-- START Material --

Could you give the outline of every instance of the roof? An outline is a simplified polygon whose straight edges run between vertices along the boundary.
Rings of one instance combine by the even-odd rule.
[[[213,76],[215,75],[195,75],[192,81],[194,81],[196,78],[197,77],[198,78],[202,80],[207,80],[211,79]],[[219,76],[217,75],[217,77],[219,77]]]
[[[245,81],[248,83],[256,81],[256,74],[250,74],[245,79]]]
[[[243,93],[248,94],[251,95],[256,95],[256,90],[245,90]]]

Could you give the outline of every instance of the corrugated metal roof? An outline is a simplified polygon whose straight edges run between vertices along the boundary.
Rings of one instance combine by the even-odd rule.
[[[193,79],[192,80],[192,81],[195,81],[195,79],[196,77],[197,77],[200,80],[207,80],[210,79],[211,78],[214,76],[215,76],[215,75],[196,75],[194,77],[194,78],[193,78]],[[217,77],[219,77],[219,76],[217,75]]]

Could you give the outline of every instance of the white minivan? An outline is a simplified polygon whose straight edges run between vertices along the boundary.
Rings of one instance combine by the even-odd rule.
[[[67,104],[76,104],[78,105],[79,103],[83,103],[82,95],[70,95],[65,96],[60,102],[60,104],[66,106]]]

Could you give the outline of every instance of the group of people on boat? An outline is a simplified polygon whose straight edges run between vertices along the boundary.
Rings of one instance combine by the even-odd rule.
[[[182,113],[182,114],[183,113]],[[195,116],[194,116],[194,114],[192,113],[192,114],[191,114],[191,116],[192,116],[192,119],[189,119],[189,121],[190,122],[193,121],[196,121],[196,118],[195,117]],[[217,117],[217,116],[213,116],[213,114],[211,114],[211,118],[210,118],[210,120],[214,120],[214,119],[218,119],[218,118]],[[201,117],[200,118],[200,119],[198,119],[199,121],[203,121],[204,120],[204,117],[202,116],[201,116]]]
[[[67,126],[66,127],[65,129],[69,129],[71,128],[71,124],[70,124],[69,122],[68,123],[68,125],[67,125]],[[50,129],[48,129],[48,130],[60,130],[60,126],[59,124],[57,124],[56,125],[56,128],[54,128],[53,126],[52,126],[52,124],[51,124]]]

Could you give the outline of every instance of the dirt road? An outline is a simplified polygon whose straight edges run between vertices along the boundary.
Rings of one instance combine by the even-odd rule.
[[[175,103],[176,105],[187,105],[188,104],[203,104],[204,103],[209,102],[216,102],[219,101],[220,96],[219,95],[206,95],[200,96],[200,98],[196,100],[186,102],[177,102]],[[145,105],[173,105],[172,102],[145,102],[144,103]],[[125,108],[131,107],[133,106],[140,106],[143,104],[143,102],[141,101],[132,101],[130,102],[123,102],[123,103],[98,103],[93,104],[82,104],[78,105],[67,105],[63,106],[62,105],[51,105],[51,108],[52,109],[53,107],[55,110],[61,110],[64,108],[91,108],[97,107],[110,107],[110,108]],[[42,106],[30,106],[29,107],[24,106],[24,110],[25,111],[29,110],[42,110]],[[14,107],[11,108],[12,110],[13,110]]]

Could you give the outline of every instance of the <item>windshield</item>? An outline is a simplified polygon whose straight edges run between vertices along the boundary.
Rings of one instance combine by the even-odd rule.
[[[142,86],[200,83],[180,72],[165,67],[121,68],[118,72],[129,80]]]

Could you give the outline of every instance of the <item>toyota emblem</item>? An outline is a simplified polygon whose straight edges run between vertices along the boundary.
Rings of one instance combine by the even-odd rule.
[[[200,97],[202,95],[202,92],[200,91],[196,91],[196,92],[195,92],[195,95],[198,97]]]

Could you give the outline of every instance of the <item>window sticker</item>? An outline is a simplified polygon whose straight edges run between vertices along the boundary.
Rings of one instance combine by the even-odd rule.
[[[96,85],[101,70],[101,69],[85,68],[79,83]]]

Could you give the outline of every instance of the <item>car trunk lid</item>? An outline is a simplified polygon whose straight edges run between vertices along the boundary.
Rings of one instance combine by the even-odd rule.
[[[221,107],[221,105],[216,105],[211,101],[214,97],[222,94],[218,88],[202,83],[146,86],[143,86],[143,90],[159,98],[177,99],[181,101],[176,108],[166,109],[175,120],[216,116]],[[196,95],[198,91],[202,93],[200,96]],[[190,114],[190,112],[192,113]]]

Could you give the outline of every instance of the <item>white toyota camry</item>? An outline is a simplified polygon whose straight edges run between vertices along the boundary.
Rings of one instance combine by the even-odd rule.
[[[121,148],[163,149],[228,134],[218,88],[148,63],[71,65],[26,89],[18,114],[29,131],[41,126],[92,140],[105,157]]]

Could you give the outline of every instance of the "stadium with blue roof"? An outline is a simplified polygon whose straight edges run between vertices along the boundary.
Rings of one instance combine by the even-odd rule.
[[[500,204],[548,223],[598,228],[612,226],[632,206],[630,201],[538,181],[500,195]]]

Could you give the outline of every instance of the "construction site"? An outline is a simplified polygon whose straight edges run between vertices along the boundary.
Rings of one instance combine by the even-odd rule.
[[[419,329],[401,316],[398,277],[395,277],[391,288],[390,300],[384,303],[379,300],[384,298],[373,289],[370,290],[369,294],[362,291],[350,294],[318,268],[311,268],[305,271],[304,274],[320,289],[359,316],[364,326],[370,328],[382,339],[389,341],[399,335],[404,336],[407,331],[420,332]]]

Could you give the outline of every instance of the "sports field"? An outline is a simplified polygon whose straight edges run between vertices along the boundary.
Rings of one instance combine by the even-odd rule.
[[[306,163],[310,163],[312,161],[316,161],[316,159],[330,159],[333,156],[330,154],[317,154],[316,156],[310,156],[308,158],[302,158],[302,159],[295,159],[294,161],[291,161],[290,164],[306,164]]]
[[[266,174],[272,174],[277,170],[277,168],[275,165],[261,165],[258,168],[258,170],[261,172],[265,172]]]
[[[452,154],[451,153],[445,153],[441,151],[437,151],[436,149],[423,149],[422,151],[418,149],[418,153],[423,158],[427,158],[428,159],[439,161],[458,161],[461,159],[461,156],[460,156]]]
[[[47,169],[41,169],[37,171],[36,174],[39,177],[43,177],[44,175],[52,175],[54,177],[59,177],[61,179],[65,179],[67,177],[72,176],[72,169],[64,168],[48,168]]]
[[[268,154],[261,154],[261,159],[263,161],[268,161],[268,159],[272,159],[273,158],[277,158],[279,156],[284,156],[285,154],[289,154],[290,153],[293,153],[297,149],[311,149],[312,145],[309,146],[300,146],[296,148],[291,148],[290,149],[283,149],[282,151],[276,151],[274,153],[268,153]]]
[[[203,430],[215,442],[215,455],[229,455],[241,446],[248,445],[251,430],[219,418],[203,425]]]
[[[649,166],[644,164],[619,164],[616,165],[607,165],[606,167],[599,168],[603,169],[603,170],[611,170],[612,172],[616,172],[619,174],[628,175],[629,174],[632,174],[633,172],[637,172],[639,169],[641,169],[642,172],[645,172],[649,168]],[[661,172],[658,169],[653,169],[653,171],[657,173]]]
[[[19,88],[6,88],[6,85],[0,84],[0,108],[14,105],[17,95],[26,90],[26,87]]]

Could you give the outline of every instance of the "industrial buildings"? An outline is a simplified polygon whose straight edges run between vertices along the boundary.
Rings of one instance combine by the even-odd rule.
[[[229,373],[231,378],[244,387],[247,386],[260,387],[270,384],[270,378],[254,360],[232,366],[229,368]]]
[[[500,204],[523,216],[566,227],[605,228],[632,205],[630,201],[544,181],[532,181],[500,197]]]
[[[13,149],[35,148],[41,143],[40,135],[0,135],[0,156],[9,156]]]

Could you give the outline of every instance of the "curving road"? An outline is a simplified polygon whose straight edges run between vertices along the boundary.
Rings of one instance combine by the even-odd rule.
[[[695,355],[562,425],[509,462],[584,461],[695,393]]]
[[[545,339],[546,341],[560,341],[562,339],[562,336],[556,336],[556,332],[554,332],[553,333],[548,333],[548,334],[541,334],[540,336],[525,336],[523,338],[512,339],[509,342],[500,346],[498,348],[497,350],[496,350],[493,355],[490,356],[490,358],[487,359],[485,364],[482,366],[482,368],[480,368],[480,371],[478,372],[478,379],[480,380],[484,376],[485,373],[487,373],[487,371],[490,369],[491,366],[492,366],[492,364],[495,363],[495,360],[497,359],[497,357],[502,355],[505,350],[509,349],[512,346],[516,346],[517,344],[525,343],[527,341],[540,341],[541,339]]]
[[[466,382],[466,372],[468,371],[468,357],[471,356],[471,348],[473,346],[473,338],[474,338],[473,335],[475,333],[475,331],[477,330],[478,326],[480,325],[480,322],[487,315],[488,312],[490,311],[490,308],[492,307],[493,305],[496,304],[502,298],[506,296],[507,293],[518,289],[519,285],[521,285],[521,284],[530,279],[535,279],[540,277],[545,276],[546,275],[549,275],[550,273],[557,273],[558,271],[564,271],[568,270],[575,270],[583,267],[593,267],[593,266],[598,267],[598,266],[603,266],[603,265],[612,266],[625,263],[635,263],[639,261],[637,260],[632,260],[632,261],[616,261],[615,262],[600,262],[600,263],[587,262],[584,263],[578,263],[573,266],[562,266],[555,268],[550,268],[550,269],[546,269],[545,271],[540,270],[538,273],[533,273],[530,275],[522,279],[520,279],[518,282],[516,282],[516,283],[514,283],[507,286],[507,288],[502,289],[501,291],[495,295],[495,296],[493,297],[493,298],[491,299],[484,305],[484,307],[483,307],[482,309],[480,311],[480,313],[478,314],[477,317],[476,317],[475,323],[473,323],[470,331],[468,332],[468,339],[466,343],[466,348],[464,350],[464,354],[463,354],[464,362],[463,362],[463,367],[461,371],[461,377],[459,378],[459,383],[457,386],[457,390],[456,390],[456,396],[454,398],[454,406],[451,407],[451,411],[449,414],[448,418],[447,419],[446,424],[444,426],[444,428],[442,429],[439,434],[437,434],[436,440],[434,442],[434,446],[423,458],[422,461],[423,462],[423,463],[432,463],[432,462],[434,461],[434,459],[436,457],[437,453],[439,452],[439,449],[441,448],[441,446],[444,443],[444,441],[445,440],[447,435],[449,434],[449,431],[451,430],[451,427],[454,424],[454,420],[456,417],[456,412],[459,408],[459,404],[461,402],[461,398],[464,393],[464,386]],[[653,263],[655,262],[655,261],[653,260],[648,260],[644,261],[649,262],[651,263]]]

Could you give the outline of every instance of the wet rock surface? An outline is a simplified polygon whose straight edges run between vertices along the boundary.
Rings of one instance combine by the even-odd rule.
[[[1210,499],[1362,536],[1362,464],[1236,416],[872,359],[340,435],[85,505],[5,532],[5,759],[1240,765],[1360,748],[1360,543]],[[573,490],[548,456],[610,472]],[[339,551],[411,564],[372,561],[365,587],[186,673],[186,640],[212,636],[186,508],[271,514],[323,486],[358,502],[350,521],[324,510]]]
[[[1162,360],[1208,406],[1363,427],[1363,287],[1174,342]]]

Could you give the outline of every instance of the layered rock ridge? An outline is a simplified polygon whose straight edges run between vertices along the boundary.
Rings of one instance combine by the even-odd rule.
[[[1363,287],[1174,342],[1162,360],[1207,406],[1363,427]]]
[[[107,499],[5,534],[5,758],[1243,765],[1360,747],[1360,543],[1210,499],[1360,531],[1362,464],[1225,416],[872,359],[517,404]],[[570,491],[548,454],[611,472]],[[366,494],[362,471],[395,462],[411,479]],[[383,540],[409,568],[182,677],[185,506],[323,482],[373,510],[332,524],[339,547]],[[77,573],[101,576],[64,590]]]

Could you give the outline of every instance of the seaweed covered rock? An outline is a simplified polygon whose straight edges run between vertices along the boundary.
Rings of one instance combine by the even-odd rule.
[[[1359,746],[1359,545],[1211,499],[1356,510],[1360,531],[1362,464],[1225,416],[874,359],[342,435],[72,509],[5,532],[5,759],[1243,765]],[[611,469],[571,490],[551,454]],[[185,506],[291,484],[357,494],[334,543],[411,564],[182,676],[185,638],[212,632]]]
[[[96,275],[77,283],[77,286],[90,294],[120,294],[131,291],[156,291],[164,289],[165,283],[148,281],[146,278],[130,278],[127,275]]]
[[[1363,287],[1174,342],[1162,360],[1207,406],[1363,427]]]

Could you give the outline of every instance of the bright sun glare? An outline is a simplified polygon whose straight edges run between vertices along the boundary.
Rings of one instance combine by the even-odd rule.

-- END Material --

What to do: Please rewrite everything from the line containing "Could you give the outline of every instance of the bright" down to the end of the material, swapping "glare" for "reflection" and leaving all else unchanged.

Result below:
Could you give the outline of every instance of the bright sun reflection? An outline is a simplified polygon whose straight edges run between vertices along the boundary.
Rings of one instance combine by the even-odd rule.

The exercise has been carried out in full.